Task directions
Retype, word for word, the lines from the first line of the entries through the line that holds "Accessibility tool request: describe where the vertical"; leave out the pictures.

Exercise inputs
##########
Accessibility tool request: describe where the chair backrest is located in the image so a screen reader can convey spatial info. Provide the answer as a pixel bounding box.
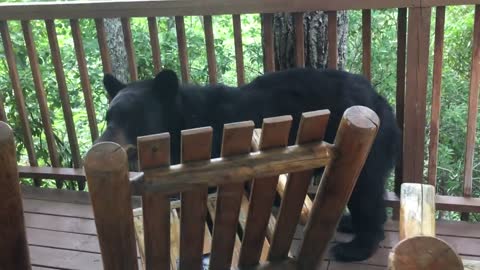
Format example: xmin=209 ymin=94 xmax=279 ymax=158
xmin=84 ymin=105 xmax=379 ymax=270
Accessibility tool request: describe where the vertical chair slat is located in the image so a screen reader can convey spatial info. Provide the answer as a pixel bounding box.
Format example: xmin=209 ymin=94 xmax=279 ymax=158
xmin=395 ymin=7 xmax=407 ymax=194
xmin=84 ymin=142 xmax=138 ymax=270
xmin=121 ymin=17 xmax=138 ymax=81
xmin=275 ymin=174 xmax=312 ymax=226
xmin=298 ymin=106 xmax=379 ymax=269
xmin=362 ymin=9 xmax=372 ymax=80
xmin=427 ymin=6 xmax=446 ymax=187
xmin=462 ymin=4 xmax=480 ymax=221
xmin=268 ymin=110 xmax=330 ymax=261
xmin=238 ymin=115 xmax=292 ymax=267
xmin=204 ymin=15 xmax=217 ymax=84
xmin=176 ymin=16 xmax=189 ymax=83
xmin=21 ymin=20 xmax=62 ymax=187
xmin=327 ymin=11 xmax=337 ymax=69
xmin=0 ymin=122 xmax=31 ymax=270
xmin=209 ymin=121 xmax=255 ymax=269
xmin=148 ymin=17 xmax=162 ymax=74
xmin=95 ymin=18 xmax=113 ymax=74
xmin=0 ymin=20 xmax=40 ymax=186
xmin=262 ymin=13 xmax=275 ymax=73
xmin=179 ymin=127 xmax=212 ymax=270
xmin=70 ymin=19 xmax=99 ymax=142
xmin=233 ymin=14 xmax=245 ymax=86
xmin=138 ymin=133 xmax=171 ymax=270
xmin=45 ymin=19 xmax=82 ymax=171
xmin=207 ymin=198 xmax=243 ymax=266
xmin=294 ymin=12 xmax=305 ymax=68
xmin=403 ymin=7 xmax=432 ymax=183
##########
Exercise solution
Accessibility tool request: describe where the chair backrest is located in the image so a screen reader can convey spatial info. Provide the answer as a pixel bounding box.
Format example: xmin=209 ymin=94 xmax=279 ymax=158
xmin=84 ymin=105 xmax=379 ymax=270
Accessibility tool request: describe where the vertical chair slat is located in the image so a screen reader can convey spatial info. Provide the answer as a pixel bounding box.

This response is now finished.